Over the past years, neutron imaging (neutron radiography and tomography) has become a widely used non-destructive method realized at dozens of neutron facilities over the world [1]. The specifics of neutron interaction with matter, such as high penetration into material volume and sensitivity to both light and heavy nucleus, provoke a growing range of applications of neutron radiography and tomography [2,3] including engineering, plant science, petrophysics, cultural heritage, cement research, etc. In the particular case of cement materials, aggregates, cracks, pores and other kinds of inclusions or phases inside the cement matrix can be visualized using neutron tomography [4]. Based on the obtained structural data, the physical and mechanical properties of cement materials can be predicted [5].

Despite unique and advantageous of the neutron imaging method in comparison with other imaging techniques (e.g., X-ray CT), there are technical difficulties in a high-quality measurement setup development associated with a beam collimation, efficient detector system, low radiation background, and the desired energy spectrum of neutrons.

The resolution of the neutron images is mostly constrained by the parameters of the pin-hole geometry, thickness, and efficiency of the scintillator screen [6]. Complex radiation conditions and background, which are formed by scattered neutrons from the sample itself, as well as an unfocused camera, additionally decrease the image quality. As an example, schematically shown in Figure 1 is the formation of a neutron radiographic image of the phantom ‘hole’ that simulates a pore in a material. The hole is transparent for neutrons, i.e., the neutron attenuation coefficient equals zero everywhere within its boundaries. However, we find that the intensity of neutrons behind the phantom after the flat field correction is not uniform, and depends on the distance between the phantom and the scintillator screen. Therefore, even the center point of the hole may appear to be attenuative (see Figure 1). The center point of the hole will be fully transparent for neutrons (incoming intensity equals detected one) if the following condition is fulfilled:

$$d_h\ge l\frac{1}{L/D}$$

(1)

■ Tasks and exercises
1: In the neutron imaging text, explain why even the center point of the hole phantom may appear attenuative.
2: Substitute "detection system" for "detector system" in the part of the neutron imaging text that opens with the words containing "Despite unique and" and closes with "spectrum of neutrons.", and write out that part.

■ Dataset rows
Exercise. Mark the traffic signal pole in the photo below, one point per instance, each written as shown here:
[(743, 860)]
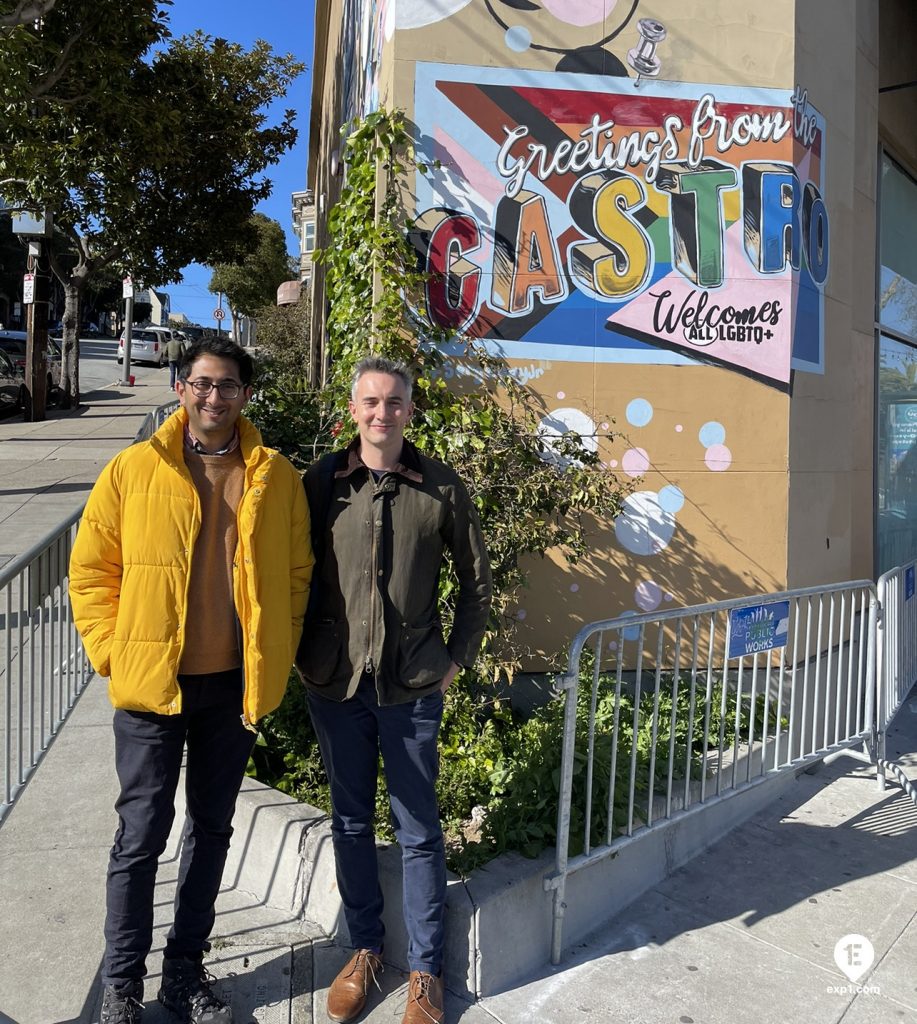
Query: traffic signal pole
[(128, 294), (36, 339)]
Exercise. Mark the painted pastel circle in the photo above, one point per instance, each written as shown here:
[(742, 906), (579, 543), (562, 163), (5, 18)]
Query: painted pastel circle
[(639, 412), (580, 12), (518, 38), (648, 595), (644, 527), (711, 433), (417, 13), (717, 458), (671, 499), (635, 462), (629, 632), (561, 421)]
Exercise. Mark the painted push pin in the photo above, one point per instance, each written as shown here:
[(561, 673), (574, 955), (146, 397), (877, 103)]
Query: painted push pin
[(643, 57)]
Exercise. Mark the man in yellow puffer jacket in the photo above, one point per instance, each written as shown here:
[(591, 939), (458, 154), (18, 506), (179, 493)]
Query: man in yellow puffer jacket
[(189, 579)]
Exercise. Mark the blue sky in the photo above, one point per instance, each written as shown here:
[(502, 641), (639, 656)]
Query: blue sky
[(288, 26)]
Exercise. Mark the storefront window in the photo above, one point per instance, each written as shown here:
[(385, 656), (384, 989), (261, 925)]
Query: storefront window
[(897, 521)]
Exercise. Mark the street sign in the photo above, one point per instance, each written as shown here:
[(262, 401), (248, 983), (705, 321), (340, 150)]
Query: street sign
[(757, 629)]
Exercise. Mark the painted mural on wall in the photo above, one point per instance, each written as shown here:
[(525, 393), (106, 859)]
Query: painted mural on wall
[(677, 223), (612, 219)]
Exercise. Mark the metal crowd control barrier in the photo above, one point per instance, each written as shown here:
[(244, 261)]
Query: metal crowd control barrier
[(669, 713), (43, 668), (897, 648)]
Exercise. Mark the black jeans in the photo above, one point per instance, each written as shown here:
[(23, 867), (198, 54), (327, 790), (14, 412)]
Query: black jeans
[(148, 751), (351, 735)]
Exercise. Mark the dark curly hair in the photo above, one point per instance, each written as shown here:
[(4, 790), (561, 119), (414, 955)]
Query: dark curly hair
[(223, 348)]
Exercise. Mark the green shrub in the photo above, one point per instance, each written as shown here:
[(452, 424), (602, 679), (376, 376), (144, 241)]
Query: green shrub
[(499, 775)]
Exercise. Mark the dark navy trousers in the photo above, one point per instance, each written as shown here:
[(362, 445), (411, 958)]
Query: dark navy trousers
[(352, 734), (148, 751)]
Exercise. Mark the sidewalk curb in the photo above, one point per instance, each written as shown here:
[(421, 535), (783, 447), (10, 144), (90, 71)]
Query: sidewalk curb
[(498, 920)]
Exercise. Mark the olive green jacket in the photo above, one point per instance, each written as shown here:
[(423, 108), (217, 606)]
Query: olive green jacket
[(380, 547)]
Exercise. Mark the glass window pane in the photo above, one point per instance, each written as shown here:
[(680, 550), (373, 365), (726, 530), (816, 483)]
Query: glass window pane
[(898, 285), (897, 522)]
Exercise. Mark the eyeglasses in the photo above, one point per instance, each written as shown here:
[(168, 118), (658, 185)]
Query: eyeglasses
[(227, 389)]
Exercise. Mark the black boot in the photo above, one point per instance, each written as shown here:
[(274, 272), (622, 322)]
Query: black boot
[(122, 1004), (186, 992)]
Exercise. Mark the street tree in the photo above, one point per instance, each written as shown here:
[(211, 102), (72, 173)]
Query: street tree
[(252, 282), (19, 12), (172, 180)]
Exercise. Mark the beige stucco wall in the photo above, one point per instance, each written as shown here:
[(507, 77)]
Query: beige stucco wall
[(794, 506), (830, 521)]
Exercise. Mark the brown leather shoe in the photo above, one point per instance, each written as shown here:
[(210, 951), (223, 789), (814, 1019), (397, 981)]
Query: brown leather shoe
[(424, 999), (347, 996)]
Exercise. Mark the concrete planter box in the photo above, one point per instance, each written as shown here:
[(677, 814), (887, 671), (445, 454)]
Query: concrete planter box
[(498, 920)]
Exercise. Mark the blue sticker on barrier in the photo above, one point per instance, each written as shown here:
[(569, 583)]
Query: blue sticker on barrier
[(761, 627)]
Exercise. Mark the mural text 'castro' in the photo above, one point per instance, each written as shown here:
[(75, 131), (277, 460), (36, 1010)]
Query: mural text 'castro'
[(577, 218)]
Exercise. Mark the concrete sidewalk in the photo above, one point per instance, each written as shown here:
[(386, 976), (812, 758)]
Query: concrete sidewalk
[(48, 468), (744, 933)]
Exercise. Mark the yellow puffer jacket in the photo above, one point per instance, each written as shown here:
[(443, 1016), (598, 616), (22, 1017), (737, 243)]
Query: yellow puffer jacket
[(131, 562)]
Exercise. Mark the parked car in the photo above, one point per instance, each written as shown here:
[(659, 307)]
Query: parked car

■ Completed exercise
1: After the flat field correction, the intensity of neutrons behind the phantom is not uniform. It depends on the distance between the phantom and the scintillator screen, so even the center point of the hole may appear attenuative.

2:
Despite unique and advantageous of the neutron imaging method in comparison with other imaging techniques (e.g., X-ray CT), there are technical difficulties in a high-quality measurement setup development associated with a beam collimation, efficient detection system, low radiation background, and the desired energy spectrum of neutrons.